Instructions for the task
Print the listing again exactly, leaving nothing out.

Source material
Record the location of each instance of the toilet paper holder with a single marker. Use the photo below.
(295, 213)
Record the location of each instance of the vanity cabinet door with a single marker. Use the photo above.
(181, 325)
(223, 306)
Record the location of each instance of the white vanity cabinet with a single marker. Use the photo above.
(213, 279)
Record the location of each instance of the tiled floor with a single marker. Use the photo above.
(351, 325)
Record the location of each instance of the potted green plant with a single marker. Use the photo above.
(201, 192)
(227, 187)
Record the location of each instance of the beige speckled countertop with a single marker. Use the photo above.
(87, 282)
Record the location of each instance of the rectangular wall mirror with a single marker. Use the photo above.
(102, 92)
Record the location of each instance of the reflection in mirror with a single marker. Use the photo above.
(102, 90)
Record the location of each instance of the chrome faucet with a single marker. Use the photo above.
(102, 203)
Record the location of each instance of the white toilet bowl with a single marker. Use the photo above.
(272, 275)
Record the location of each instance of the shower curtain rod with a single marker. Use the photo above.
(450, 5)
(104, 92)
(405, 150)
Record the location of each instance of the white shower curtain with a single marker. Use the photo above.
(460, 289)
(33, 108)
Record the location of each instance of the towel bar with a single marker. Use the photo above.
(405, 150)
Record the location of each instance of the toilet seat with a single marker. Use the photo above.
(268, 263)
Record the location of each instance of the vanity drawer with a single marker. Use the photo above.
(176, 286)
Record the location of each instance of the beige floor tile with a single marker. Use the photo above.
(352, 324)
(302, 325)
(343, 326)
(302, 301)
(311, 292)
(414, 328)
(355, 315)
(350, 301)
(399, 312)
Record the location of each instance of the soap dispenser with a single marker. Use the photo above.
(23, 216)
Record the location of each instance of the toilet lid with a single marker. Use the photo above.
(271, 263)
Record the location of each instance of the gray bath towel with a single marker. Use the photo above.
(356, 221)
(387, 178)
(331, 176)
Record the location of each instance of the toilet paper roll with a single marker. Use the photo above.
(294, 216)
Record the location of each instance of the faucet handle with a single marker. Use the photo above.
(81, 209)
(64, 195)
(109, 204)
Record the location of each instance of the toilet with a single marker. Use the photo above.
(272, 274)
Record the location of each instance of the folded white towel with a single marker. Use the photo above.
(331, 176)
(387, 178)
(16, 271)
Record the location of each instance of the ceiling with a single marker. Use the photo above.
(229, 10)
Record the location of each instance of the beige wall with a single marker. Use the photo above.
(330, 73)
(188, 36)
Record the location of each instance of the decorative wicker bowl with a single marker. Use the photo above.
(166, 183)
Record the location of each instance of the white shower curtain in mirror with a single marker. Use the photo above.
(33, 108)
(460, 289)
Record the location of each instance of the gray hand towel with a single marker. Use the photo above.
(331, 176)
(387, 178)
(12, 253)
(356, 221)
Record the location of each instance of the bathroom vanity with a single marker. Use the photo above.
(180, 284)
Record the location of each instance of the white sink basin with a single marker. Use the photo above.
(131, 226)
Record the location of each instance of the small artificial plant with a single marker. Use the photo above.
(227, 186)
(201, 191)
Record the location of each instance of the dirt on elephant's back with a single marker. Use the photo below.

Task solution
Record the location of each instance of the toilet paper holder with a single marker. Use the photo below.
(295, 213)
Record the location of each instance of the vanity cabinet door with a single marker. Use the photo above.
(181, 325)
(223, 306)
Record the location of each instance of the white vanity cabinet with a single marker. Use the photo above.
(213, 279)
Record the location of each instance of the tiled floor with a single marker. Use the photo above.
(351, 325)
Record the location of each instance of the potted green plant with a single marker. Use the photo above.
(201, 192)
(227, 187)
Record the location of each instance of the beige speckled countertop with a single marker. Use the photo above.
(87, 282)
Record the location of each instance of the rectangular wall mirror with a single marker. Use the photo above.
(102, 92)
Record the location of each instance of the reflection in mirror with a single marker. Use the photo above.
(102, 90)
Record the location of each instance of the chrome faucet with a single marker. Use the photo above.
(102, 203)
Record the location of each instance of the white toilet bowl with a single marker. Use the photo above.
(272, 275)
Record the location of each instance of the shower curtain rod with a single marker. Use the photo above.
(450, 5)
(104, 92)
(405, 150)
Record the location of each instance of the white shower curtain with a single marker. Use the photo above.
(460, 289)
(33, 108)
Record the location of each instance of the towel bar with a single marker. Use the photo above.
(405, 150)
Record the location of each instance of the toilet seat with a single marker. Use the photo above.
(268, 263)
Record the location of each instance of the vanity drawer with a single marker. Use the photo above.
(176, 286)
Record the location of each instance of the beige floor tile with a single marker. Use the photo above.
(352, 324)
(302, 325)
(343, 326)
(302, 301)
(311, 292)
(414, 328)
(355, 315)
(350, 301)
(399, 312)
Record the location of each instance of the soap dispenser with a single marker. Use the photo above.
(23, 216)
Record the location of each instance of the toilet lid with a single marker. Use the photo above.
(271, 263)
Record the location of each instance of the gray bath towel with a single marker. Use the photo above.
(356, 221)
(387, 178)
(331, 176)
Record the location of each instance of the toilet paper roll with a single marker. Use the photo above.
(294, 216)
Record the location of each instance of the faucet handle with a single marker. Use the photo above.
(81, 209)
(64, 195)
(109, 204)
Record the location of each instance of the toilet with a single marker. Use the photo above.
(272, 274)
Record the location of each instance of the folded white towel with a single marker. Use the photo above.
(331, 176)
(387, 178)
(16, 271)
Record the location of each instance of the ceiling with a single marker. Use the photo above.
(229, 10)
Record the location of each instance of the beige wall with a single marker. Use the photo above.
(330, 73)
(188, 36)
Record the location of each instance of the decorative wicker bowl with a single marker. Use the photo above.
(166, 183)
Record the location of each instance of the white shower curtain in mirror with a single marker. Use the photo above.
(33, 108)
(460, 289)
Record the location of each instance of the gray hand towel with a single marker. Use the photo above.
(331, 176)
(387, 178)
(12, 253)
(356, 221)
Record the location of each instance of the bathroom vanity with a single marker. Use the photo above.
(180, 284)
Record the location of each instance of the white sink basin with a single marker. Use the photo above.
(131, 226)
Record the location of each instance of the small artificial plant with a single marker. Use the photo above.
(227, 186)
(201, 191)
Record the location of each instance of the dirt on elephant's back with a single marker. Use the photo below.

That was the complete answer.